Records from a data source:
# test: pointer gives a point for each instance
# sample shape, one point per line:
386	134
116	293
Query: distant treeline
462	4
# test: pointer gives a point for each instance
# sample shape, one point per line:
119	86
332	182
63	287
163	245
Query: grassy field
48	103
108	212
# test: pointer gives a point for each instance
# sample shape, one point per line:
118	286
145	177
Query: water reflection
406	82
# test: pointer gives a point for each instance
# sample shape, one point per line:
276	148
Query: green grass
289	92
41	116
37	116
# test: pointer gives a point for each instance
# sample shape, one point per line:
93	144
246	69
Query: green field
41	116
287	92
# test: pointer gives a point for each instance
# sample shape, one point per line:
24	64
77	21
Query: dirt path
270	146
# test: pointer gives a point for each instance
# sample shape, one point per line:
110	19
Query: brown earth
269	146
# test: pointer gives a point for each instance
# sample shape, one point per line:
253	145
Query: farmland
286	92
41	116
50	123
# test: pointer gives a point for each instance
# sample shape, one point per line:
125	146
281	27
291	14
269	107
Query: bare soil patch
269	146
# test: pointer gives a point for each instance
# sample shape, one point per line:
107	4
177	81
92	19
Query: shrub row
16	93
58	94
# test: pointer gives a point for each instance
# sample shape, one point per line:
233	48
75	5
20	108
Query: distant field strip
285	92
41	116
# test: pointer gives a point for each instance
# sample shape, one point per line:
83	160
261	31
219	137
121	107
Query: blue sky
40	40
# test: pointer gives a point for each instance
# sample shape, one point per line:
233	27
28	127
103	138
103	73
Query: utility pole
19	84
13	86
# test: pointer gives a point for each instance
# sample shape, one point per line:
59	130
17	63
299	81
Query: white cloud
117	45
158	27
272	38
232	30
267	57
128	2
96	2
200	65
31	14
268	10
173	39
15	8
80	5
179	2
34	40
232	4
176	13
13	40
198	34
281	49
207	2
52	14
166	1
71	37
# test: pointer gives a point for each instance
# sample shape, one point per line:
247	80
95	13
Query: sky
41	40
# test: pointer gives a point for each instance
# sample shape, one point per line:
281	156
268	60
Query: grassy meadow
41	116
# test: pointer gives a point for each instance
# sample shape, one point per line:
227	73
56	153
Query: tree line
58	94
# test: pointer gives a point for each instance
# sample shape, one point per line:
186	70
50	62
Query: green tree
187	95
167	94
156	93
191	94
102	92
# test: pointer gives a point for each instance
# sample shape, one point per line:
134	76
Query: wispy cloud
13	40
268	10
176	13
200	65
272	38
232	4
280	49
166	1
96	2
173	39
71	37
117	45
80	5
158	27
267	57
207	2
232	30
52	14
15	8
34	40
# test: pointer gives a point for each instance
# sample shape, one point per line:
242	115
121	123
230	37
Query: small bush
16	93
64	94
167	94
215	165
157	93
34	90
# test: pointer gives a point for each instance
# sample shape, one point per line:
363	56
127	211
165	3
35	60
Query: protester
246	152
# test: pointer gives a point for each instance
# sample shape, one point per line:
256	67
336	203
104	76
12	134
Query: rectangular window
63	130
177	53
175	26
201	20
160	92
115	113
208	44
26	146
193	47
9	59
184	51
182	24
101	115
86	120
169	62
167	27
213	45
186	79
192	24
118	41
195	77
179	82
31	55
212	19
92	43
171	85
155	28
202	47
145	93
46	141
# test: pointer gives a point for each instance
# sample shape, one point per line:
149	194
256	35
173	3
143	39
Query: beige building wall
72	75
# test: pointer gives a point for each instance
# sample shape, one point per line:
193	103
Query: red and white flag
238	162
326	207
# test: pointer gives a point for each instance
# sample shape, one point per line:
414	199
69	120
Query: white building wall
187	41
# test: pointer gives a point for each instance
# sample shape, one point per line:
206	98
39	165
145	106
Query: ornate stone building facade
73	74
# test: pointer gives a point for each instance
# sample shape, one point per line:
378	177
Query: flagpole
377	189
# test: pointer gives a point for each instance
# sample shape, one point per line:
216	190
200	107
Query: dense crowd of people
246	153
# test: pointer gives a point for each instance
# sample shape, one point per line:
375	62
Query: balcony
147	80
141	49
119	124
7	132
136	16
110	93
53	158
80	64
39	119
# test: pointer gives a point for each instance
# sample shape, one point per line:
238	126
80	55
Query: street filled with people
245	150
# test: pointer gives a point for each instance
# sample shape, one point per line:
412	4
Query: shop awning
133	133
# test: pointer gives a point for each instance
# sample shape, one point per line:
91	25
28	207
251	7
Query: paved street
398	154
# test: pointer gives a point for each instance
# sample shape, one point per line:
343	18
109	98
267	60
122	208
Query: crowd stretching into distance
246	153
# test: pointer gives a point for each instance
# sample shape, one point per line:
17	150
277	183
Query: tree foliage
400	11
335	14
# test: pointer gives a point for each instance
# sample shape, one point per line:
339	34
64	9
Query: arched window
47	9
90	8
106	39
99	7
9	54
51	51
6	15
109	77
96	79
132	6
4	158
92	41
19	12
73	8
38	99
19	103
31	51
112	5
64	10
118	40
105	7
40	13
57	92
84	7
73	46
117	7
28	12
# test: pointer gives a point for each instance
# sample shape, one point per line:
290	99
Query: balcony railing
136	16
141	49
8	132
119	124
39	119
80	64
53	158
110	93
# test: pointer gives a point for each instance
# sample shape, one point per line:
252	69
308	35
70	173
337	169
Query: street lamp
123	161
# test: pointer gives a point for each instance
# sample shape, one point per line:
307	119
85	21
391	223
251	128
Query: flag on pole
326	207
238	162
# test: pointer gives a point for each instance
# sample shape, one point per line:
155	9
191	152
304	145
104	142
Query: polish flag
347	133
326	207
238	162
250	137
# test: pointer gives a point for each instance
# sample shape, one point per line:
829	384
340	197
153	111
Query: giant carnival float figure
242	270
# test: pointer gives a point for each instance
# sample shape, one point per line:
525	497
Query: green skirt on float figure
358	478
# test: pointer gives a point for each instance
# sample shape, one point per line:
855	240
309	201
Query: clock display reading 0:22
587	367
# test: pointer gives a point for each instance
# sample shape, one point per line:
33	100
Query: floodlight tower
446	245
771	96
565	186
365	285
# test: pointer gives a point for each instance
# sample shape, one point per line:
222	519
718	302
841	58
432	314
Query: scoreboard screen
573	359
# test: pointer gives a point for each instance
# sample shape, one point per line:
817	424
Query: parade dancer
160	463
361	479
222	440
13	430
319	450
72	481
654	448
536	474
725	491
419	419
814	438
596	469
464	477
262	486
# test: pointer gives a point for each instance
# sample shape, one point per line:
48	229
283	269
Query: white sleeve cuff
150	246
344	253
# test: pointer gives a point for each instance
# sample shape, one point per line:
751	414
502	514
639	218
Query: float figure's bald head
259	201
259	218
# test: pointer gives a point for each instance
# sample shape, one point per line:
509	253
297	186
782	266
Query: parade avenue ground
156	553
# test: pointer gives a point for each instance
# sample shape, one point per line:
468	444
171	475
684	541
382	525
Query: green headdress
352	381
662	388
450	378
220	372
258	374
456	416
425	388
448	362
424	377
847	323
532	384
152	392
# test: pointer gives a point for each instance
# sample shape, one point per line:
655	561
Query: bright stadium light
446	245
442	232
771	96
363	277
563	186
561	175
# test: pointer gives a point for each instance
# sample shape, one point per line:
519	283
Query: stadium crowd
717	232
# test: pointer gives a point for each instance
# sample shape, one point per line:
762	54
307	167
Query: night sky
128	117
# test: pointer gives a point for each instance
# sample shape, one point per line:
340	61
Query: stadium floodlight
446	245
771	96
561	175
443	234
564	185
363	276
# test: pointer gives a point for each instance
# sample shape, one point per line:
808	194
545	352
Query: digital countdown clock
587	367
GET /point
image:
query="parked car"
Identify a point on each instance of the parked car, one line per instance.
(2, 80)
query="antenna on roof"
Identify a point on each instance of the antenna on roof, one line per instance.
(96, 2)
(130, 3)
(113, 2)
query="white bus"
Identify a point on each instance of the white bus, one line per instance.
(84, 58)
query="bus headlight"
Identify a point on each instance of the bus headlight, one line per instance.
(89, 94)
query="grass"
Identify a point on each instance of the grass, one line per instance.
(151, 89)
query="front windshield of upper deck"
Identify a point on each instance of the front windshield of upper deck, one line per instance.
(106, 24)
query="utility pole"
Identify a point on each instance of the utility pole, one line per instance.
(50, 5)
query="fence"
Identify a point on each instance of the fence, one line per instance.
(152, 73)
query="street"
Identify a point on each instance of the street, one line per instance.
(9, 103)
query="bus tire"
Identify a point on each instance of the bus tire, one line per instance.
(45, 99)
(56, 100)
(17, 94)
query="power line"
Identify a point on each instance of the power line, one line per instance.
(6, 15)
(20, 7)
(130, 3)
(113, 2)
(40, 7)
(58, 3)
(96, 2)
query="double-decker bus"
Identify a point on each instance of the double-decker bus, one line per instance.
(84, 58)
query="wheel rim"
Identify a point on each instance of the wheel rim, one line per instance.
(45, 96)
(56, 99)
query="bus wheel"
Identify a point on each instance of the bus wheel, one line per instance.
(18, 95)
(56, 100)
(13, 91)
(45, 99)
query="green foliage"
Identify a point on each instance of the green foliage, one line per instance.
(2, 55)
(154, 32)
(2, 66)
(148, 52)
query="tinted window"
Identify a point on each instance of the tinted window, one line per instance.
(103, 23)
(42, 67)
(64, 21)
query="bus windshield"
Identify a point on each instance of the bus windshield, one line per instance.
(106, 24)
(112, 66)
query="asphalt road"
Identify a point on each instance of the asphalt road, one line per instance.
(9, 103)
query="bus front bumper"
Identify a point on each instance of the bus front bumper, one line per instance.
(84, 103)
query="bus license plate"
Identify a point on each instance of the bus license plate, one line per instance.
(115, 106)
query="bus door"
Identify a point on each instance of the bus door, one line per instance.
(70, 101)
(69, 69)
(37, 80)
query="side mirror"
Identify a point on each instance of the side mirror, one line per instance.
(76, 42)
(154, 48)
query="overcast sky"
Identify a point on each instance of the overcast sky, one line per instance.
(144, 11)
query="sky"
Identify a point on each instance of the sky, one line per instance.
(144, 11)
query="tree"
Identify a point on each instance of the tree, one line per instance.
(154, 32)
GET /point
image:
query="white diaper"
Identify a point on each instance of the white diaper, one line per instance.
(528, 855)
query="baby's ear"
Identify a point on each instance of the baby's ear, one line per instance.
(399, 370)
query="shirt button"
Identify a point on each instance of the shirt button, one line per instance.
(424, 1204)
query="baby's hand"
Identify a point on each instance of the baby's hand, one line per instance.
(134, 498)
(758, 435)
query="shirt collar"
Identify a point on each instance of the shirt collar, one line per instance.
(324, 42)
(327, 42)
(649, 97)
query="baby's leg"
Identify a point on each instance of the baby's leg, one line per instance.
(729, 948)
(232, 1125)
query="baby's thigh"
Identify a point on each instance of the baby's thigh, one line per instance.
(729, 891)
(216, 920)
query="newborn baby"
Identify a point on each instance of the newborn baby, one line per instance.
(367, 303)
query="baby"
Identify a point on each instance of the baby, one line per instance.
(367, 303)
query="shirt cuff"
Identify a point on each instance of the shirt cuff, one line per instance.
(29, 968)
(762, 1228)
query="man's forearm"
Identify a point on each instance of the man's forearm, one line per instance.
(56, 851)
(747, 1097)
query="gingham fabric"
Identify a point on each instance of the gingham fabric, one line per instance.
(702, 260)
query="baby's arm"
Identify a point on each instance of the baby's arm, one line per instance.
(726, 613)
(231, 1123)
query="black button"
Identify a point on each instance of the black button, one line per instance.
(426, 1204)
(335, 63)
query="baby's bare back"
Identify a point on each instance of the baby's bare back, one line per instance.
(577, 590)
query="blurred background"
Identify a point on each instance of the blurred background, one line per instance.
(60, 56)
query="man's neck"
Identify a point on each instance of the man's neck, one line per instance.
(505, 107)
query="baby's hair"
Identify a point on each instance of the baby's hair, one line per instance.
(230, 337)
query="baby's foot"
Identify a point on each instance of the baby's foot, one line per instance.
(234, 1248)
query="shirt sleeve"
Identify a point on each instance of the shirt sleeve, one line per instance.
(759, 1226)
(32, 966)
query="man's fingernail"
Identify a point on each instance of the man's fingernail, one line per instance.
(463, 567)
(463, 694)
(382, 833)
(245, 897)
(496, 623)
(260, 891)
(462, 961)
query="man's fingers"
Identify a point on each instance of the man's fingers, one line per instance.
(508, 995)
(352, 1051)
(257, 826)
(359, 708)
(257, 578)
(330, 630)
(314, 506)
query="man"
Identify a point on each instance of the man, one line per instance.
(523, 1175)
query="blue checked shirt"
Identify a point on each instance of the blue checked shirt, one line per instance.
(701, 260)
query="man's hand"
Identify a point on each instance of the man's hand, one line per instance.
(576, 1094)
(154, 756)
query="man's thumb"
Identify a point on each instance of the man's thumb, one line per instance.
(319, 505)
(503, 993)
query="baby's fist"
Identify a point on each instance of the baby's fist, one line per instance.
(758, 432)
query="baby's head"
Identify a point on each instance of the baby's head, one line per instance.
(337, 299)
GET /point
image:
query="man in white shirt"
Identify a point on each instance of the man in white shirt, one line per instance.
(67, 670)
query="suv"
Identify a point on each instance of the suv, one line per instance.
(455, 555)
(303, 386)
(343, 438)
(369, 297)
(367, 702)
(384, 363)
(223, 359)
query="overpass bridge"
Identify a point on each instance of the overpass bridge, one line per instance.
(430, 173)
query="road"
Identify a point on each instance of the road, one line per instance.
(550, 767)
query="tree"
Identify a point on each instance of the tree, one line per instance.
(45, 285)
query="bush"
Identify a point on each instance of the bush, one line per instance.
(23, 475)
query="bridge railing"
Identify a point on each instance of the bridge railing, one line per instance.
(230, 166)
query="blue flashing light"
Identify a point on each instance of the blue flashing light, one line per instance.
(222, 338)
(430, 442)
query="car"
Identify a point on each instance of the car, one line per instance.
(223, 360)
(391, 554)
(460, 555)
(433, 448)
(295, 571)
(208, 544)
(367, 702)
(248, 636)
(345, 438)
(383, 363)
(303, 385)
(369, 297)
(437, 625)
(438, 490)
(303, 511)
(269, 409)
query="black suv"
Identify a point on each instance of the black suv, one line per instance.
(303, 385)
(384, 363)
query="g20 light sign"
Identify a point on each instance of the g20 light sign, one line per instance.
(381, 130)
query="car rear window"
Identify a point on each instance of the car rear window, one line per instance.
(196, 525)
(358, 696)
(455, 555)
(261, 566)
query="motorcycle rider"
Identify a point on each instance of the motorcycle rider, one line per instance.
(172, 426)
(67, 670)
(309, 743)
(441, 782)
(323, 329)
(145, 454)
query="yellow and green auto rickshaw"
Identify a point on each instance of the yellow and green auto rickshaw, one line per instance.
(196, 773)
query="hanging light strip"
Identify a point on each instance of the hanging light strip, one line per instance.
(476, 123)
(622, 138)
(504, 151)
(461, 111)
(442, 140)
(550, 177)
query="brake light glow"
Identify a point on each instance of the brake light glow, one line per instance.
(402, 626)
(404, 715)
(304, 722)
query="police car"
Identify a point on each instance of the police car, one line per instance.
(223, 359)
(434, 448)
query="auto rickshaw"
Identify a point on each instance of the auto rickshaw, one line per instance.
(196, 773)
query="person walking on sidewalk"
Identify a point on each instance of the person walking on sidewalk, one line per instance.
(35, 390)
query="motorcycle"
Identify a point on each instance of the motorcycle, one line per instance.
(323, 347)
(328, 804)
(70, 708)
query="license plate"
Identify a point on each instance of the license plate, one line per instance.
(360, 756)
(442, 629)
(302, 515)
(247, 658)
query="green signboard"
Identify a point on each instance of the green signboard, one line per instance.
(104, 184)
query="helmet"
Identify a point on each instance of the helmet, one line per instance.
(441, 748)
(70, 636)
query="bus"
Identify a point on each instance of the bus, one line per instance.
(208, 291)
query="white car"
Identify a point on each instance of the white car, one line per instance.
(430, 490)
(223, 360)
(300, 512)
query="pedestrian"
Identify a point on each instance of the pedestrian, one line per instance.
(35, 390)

> **Assignment**
Copy each line, exactly, that falls between the line containing "Identify a point on each instance of the auto" and the end of the entries, both included.

> **Solution for this task**
Identify a point on each instance of the auto rickshaw, one line per instance.
(196, 773)
query="person walking on sidewalk"
Identify a point on each instance of the person walking on sidewalk, one line per instance.
(35, 390)
query="motorcycle"
Identify a point on each instance of the motorcycle, one line per instance.
(323, 347)
(328, 804)
(70, 708)
query="license plate"
Identify a point on each instance of the license plate, one line per instance.
(360, 756)
(442, 629)
(302, 515)
(247, 658)
query="green signboard"
Identify a point on each instance of the green signboard, one line per instance.
(104, 184)
query="helmet"
Identify a point on each instance of the helmet, one line per instance.
(441, 748)
(70, 636)
query="bus"
Identify a point on each instance of the bus, one line per instance.
(208, 291)
query="white car"
Identify a point on each instance of the white car, one line per instance.
(430, 490)
(223, 360)
(300, 512)
query="pedestrian"
Identify a point on each instance of the pedestrian, one line per instance.
(35, 390)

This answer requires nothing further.